====== DATA TO USE ======
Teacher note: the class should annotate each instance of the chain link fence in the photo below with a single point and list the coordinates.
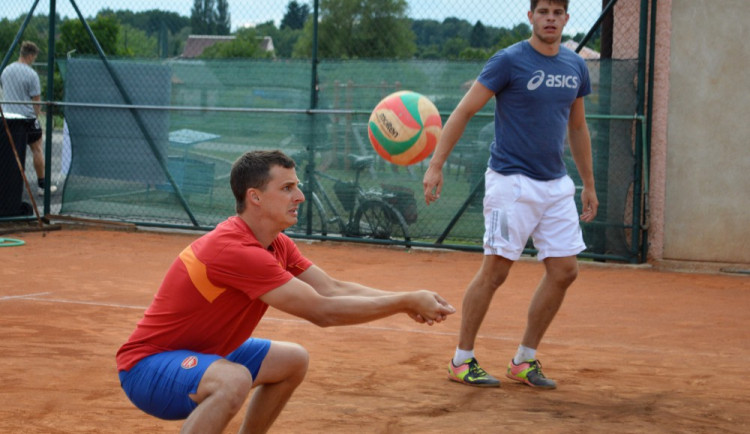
(145, 123)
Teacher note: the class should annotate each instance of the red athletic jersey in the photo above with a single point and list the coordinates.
(209, 299)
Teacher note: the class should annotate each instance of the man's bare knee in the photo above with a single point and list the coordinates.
(230, 382)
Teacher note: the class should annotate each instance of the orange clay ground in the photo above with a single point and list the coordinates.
(632, 349)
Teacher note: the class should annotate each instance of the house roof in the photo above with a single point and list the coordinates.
(586, 53)
(195, 44)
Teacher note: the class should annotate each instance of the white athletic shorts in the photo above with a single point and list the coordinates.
(517, 207)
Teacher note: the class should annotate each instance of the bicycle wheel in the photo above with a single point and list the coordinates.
(379, 220)
(319, 218)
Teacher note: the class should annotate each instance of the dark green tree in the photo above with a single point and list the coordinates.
(360, 29)
(223, 19)
(73, 36)
(245, 45)
(295, 16)
(203, 17)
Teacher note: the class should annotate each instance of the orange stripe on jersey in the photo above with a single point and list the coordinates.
(197, 272)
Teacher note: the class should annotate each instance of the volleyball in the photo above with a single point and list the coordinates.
(404, 127)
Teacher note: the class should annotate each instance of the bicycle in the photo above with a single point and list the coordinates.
(371, 213)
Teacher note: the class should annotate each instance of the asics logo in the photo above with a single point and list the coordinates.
(536, 80)
(552, 80)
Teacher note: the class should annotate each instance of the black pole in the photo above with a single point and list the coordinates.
(141, 125)
(49, 108)
(13, 45)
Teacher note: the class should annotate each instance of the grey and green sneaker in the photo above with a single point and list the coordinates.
(469, 372)
(530, 372)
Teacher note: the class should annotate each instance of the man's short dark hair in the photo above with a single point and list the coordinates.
(563, 3)
(253, 170)
(29, 48)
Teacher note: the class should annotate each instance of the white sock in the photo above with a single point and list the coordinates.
(523, 354)
(461, 356)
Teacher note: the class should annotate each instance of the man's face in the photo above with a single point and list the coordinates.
(281, 198)
(547, 21)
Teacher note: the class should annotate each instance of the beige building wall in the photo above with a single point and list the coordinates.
(707, 170)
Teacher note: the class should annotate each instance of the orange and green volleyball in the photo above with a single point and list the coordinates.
(404, 127)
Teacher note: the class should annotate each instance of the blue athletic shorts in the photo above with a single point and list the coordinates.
(160, 384)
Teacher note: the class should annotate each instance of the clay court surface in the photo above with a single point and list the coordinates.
(633, 349)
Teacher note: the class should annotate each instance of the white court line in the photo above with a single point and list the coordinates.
(597, 346)
(31, 296)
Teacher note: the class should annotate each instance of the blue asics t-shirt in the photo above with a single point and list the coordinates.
(533, 95)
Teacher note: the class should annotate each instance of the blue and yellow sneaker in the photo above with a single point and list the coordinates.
(469, 372)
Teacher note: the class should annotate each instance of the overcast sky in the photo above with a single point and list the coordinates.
(506, 13)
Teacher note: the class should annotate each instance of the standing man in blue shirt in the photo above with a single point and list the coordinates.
(538, 87)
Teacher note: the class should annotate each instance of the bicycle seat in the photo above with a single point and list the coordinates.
(360, 162)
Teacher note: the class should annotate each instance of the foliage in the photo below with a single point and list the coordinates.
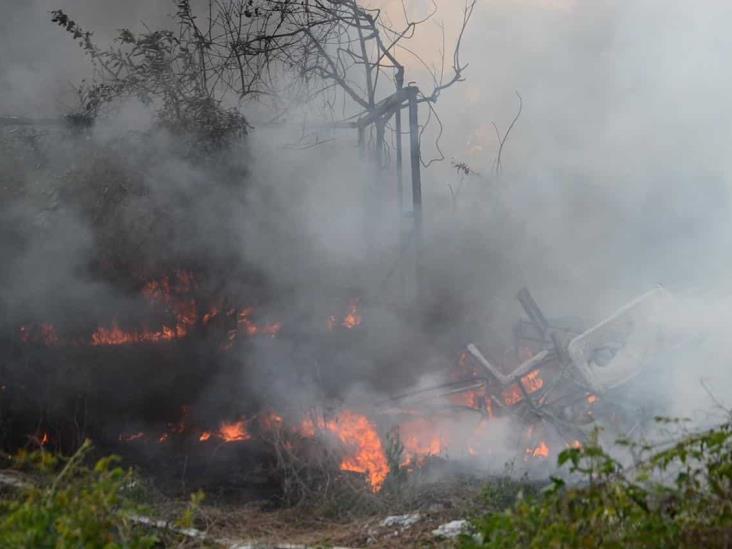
(164, 70)
(679, 496)
(77, 506)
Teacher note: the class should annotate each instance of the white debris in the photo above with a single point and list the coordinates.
(452, 529)
(403, 521)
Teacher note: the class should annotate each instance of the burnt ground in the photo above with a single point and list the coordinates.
(340, 523)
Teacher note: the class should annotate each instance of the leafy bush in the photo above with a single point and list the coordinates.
(74, 506)
(679, 496)
(163, 70)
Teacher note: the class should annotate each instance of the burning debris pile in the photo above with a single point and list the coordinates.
(192, 356)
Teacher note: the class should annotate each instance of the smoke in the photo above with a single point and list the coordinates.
(614, 179)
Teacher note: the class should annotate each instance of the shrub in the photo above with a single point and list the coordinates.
(679, 496)
(72, 506)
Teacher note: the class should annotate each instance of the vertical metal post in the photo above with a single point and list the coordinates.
(415, 160)
(398, 145)
(361, 141)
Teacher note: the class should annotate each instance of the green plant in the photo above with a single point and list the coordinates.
(678, 496)
(73, 505)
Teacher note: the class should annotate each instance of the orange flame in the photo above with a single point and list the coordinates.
(421, 440)
(127, 437)
(541, 451)
(364, 450)
(353, 317)
(532, 382)
(233, 432)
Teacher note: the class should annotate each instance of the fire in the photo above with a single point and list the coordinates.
(353, 317)
(128, 437)
(532, 382)
(350, 320)
(541, 451)
(234, 432)
(421, 440)
(246, 325)
(364, 450)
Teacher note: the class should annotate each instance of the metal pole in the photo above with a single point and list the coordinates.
(415, 159)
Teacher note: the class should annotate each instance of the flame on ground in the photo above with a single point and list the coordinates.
(542, 450)
(233, 432)
(421, 439)
(531, 382)
(364, 450)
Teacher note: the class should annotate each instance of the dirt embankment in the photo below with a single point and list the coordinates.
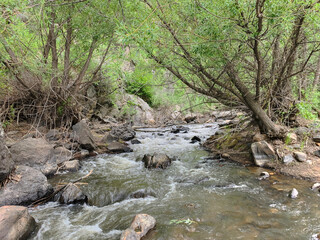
======
▸ TASK OBJECTIVE
Collect every line of the material above that contains the word "pole".

▸ COMPLETED EXERCISE
Teacher note: the class should annotate each instance of the black pole in the photo above with a single point and list the coordinates.
Teacher note: the class should annotate each instance of the metal pole in the photo above with a single point and list the coordinates.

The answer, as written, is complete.